## DIRECTIVES
A. According to the Edward Quin biography, how large was Tarella Estate?
B. From the Edward Quin biography, write out the passage from "Australian pastoralist, politician" to "operate the business." word for word.
— start of PROVIDED TEXT —
= Edward Quin (pastoralist) =

Australian pastoralist, politician

Edward Quin (ca.1843 – 22 November 1922) was a noted pastoralist in the north-west of New South Wales, Australia, who represented Wentworth in the New South Wales Legislative Assembly

==History==
Quin set up in business in Wilcannia, New South Wales, when that town was in its infancy. In 1872, he took over Tarella Estate, a station of 685,000 acres 50 miles from Wilcannia, and spent £70,000 on improvements on the property, which eventually was carrying 120,000 sheep, 1,000 Shorthorn cattle, and around 180 pure bred horses, plus draught horses and Arabs. He formed a business, Quin, Currie and Co., to operate the business.

In 1881, with Alfred Kirkpatrick of Wilcannia,, he purchased Merweh station, in the Warrego River in Queensland. They bought Buckanbe station near Tilpa later the same year.
— end of PROVIDED TEXT —
— start of DATA EXCERPTS —
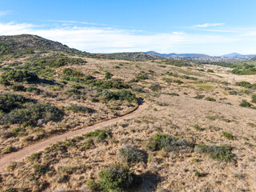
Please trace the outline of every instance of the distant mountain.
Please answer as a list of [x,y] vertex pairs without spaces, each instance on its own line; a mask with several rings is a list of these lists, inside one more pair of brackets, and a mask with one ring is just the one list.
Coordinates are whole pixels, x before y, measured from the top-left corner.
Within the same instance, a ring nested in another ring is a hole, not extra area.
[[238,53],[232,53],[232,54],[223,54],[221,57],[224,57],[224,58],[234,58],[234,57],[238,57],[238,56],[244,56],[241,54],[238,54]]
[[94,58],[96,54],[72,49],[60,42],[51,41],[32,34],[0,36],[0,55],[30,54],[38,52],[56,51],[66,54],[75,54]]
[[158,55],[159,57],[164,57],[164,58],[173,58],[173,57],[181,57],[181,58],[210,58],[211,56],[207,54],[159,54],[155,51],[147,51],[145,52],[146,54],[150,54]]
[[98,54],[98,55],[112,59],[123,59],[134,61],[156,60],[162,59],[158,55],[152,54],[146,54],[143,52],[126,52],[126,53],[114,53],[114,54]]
— end of DATA EXCERPTS —
— start of DATA EXCERPTS —
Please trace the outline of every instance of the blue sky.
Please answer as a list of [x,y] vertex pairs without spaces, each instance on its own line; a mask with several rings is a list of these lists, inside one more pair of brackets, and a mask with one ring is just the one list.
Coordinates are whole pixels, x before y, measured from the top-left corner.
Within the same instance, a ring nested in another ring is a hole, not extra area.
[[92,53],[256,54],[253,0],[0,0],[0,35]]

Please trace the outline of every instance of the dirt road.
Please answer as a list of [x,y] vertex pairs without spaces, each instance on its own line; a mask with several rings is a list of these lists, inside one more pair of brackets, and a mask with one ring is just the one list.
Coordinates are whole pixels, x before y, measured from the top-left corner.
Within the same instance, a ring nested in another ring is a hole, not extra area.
— end of DATA EXCERPTS —
## ANSWERS PER TASK
A. 685,000 acres

B.
Australian pastoralist, politician

Edward Quin (ca.1843 – 22 November 1922) was a noted pastoralist in the north-west of New South Wales, Australia, who represented Wentworth in the New South Wales Legislative Assembly

==History==
Quin set up in business in Wilcannia, New South Wales, when that town was in its infancy. In 1872, he took over Tarella Estate, a station of 685,000 acres 50 miles from Wilcannia, and spent £70,000 on improvements on the property, which eventually was carrying 120,000 sheep, 1,000 Shorthorn cattle, and around 180 pure bred horses, plus draught horses and Arabs. He formed a business, Quin, Currie and Co., to operate the business.